De novo, não consta que essa questão já tenha sido suscitada em algum caso concreto. Nada impede, porém, que a discussão venha a surgir no futuro, caso algum agente decida levar o litígio direto para arbitragem, sem esperar pela conclusão de um eventual processo administrativo na ANEEL.
4.4. Alcance intertemporal da Convenção
O § 1o da Cláusula 25 da Convenção Arbitral estabelece que ela “não será aplicada aos procedimentos arbitrais instituídos antes da vigência desta CONVENÇÃO”. Nada fala, porém, sobre a aplicação da Convenção aos litígios que, ainda que surgidos após a sua vigência, tenham origem em fatos
ocorridos antes disso.
Essa pode parecer uma hipótese improvável na prática, pois a Convenção Arbitral, ainda que em uma versão diferente, se encontra em vigor desde agosto de 2007, há 17 anos, portanto. Seria concebível algum litígio surgir somente agora tendo por origem fatos anteriores a 2007?
No Setor Elétrico, porém, essa é uma hipótese perfeitamente plausível.
A crise energética que levou ao racionamento de 2001 e 2002, por exemplo, dá origem a importantes controvérsias que ainda poderão vir a ser objeto de procedimentos arbitrais ou, caso venha a prevalecer o entendimento de que a Convenção Arbitral a eles não se aplica, ações judiciais. Isso ocorre porque
atos da ANEEL que reconheciam créditos decorrentes daquele episódio foram logo atacados por mandados de segurança em que foram concedidas liminares suspendendo a exigibilidade de tais créditos. Como esses mandados de segurança ainda não foram definitivamente julgados, a cobrança dos créditos originados de fatos ocorridos em 2001 e 2002 poderá vir a ocorrer somente agora. Nesse caso, a cobrança deverá ser objeto de um requerimento de arbitragem ou de uma ação judicial?!

------------------------

- **Instruções**:
(1) Pode reproduzir palavra por palavra o trecho do texto sobre a Convenção Arbitral que vai de "4.4. Alcance intertemporal" até "hipótese perfeitamente plausível."?
(2) Quais linhas da listagem contêm a palavra "green"? Selecione e copie todas elas, levando em conta a diferença entre maiúsculas e minúsculas.
O texto sobre a Convenção Arbitral e a listagem vêm de fontes distintas.

------------------------

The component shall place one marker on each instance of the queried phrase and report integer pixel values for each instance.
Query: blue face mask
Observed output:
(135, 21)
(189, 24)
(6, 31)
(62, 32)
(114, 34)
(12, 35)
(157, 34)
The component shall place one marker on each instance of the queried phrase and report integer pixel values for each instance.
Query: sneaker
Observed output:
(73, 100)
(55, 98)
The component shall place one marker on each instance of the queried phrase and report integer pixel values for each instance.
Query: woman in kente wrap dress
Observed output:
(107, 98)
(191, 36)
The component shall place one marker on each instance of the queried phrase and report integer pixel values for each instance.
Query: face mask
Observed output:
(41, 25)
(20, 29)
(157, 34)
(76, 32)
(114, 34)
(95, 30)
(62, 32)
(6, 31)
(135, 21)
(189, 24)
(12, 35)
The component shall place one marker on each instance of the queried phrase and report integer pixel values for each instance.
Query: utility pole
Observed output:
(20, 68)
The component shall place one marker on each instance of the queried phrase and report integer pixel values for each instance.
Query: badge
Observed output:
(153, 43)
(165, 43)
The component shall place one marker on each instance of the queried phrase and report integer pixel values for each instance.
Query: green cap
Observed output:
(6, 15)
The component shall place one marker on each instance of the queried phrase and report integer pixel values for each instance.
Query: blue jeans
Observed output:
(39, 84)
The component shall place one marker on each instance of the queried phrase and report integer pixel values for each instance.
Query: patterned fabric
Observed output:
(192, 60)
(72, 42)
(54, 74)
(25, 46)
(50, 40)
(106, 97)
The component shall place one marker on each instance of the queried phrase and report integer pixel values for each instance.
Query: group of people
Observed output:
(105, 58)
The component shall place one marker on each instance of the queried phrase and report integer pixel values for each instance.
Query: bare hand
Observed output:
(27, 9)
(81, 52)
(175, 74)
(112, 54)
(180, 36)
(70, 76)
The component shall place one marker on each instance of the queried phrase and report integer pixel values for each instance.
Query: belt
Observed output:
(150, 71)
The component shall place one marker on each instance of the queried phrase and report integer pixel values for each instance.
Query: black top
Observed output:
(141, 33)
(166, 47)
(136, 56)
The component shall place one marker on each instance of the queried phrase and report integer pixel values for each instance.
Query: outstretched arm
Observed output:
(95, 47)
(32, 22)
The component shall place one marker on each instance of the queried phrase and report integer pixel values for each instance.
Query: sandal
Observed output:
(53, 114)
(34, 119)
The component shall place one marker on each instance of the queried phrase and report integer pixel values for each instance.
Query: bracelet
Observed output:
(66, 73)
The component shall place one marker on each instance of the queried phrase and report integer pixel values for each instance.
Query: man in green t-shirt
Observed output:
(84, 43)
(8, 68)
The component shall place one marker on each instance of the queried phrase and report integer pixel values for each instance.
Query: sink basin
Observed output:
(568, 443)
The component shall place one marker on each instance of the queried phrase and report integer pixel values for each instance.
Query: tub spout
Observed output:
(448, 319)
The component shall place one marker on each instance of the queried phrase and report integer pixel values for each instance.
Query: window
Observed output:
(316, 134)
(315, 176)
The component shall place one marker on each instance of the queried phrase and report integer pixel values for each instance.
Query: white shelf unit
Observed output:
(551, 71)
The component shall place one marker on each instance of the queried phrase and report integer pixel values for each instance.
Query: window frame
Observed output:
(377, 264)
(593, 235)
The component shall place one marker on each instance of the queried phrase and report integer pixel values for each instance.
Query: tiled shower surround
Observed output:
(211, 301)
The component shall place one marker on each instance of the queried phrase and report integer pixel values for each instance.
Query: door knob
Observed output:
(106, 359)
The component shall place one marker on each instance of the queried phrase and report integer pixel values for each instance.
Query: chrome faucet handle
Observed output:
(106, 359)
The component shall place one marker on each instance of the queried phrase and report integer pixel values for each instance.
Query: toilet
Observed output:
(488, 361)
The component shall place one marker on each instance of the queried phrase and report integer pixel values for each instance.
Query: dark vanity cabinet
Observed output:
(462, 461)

------------------------

- **Respostas do exercício**:
(1)
4.4. Alcance intertemporal da Convenção
O § 1o da Cláusula 25 da Convenção Arbitral estabelece que ela “não será aplicada aos procedimentos arbitrais instituídos antes da vigência desta CONVENÇÃO”. Nada fala, porém, sobre a aplicação da Convenção aos litígios que, ainda que surgidos após a sua vigência, tenham origem em fatos
ocorridos antes disso.
Essa pode parecer uma hipótese improvável na prática, pois a Convenção Arbitral, ainda que em uma versão diferente, se encontra em vigor desde agosto de 2007, há 17 anos, portanto. Seria concebível algum litígio surgir somente agora tendo por origem fatos anteriores a 2007?
No Setor Elétrico, porém, essa é uma hipótese perfeitamente plausível.

(2)
Query: green cap
Query: man in green t-shirt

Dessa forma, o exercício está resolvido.